* What to produce: Copy out each line of the listing below that contains the word "strap".

* Record set:
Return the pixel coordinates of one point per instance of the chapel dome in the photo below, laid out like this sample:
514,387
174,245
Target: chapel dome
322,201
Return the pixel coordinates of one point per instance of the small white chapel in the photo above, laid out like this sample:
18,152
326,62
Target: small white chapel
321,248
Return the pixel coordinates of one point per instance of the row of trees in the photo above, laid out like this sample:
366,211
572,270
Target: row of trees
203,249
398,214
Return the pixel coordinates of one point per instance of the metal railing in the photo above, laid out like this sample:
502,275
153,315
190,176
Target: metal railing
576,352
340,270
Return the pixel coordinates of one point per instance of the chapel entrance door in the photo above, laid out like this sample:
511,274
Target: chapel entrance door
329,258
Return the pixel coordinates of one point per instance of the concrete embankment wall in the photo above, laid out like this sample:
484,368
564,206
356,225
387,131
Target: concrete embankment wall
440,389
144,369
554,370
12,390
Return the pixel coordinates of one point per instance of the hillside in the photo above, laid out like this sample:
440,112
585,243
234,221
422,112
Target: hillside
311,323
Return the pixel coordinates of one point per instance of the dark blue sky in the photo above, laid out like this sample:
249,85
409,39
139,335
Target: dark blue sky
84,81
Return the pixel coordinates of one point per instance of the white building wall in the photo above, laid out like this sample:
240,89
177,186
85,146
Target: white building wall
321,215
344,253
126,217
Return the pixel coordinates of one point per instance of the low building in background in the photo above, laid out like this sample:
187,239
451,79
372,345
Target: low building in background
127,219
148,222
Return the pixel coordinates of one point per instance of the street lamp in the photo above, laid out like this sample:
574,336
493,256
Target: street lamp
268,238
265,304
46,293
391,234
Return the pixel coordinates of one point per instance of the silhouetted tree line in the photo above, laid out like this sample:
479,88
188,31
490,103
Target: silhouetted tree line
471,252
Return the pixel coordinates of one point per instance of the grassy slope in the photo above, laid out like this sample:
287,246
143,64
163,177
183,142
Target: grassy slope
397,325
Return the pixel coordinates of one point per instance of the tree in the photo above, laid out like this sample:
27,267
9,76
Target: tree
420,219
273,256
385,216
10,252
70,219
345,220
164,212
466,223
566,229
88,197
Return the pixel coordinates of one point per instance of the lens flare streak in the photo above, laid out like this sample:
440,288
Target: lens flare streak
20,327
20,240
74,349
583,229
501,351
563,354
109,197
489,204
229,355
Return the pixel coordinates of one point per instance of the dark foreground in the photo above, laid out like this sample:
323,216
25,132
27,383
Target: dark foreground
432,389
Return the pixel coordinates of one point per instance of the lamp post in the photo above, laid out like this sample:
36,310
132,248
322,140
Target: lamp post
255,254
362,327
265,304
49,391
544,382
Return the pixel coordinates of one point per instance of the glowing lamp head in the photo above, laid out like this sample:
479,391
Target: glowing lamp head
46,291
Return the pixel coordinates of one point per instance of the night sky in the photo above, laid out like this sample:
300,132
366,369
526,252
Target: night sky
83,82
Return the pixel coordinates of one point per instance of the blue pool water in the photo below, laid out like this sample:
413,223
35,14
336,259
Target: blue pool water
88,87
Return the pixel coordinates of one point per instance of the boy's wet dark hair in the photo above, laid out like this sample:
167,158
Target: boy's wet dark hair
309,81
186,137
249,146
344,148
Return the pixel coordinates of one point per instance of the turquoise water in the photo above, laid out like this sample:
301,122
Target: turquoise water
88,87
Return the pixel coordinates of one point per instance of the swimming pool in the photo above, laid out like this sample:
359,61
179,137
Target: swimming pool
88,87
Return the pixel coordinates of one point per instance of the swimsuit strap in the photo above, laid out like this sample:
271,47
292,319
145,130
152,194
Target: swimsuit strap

* Finished exercise:
Return the pixel coordinates of one point per instance of the swimsuit strap in the photo above, laid out like this sample:
Target: swimsuit strap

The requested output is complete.